══ Records for the exercise
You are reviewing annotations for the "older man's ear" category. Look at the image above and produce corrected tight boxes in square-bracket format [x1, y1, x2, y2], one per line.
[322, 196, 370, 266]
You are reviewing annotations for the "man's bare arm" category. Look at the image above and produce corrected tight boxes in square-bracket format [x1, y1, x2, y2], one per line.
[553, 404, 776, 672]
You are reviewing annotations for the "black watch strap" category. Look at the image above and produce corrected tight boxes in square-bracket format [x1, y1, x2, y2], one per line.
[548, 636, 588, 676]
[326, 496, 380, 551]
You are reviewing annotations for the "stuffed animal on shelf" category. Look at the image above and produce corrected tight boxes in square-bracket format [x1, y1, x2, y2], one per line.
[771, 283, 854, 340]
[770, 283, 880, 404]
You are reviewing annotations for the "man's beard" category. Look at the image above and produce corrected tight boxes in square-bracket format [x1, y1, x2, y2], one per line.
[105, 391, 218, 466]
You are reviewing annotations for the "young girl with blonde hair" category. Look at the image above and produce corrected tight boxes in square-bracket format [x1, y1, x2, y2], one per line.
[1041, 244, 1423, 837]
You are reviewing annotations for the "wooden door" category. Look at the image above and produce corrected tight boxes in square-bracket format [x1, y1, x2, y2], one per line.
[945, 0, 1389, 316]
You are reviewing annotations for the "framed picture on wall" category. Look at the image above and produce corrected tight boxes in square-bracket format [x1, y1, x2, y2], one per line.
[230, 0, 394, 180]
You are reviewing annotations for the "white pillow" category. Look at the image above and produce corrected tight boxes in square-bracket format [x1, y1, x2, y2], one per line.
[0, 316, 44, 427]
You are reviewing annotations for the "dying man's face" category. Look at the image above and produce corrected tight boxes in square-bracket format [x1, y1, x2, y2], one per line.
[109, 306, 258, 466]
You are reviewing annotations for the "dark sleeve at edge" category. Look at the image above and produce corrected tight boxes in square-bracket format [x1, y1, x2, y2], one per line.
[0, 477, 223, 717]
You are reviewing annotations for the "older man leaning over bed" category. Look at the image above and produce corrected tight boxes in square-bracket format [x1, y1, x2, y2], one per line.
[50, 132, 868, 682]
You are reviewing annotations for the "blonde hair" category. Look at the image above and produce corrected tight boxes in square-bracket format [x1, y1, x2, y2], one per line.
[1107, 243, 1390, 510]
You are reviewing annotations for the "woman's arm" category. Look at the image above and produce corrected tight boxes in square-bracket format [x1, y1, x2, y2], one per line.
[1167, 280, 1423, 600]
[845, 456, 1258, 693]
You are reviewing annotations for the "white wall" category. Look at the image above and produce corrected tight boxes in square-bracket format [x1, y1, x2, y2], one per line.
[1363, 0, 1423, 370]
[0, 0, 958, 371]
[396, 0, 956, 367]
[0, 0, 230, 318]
════
● Problem to work on
Convert the listing from its first line up to and including the line with "[0, 316, 44, 427]" into a numbered list, leaving out any blank lines.

● Exercise result
1. You are reviewing annotations for the "older man's ear" category. Look at the image above and produce corrected tight boxes in square-bracket format [x1, y1, x2, y2], one per line.
2. [322, 196, 370, 266]
3. You are reviewing annotations for the "man's bare arm" category. Look at the image above and produce corrected tight boxes in square-bracket format [x1, y1, x2, y2], one per line.
4. [553, 404, 776, 672]
5. You are reviewing annotations for the "black watch strap" category. Look at the image above and produce corrected tight boxes in square-bracket format [x1, y1, x2, y2], one per line.
6. [548, 636, 588, 676]
7. [326, 496, 380, 551]
8. You are reviewing annotations for the "stuffed animal on shelf" category. Look at the image above and produce corrected tight boxes in square-bracket format [x1, y1, x2, y2], one per line.
9. [771, 283, 854, 340]
10. [770, 283, 880, 404]
11. You are reviewing annotations for the "man's beard" category. Look at the image above and produce corrected tight boxes in square-bracket format [x1, y1, x2, y2], one per line.
12. [105, 391, 218, 466]
13. You are reviewing annotations for the "young girl with blonde hair" category. Look at the image above and produce corrected tight boxes in square-bracket format [x1, y1, x2, y2], one per line.
14. [1041, 244, 1423, 837]
15. You are reviewing annotations for the "wooden door" category. Look at the image above and produce corrected tight boxes in square-bracket format [x1, y1, x2, y2], one per line.
16. [945, 0, 1389, 316]
17. You are reviewing annotations for the "framed picture on wall" category. Look at the image above and produce corrected tight boxes in square-bracket format [x1, y1, x2, y2], one per line.
18. [230, 0, 394, 180]
19. You are reviewing annotations for the "white pillow" category. Look at the image above and produce corrected tight boxes in square-bracket format [x1, y1, x2, y2], one per line.
20. [0, 316, 44, 427]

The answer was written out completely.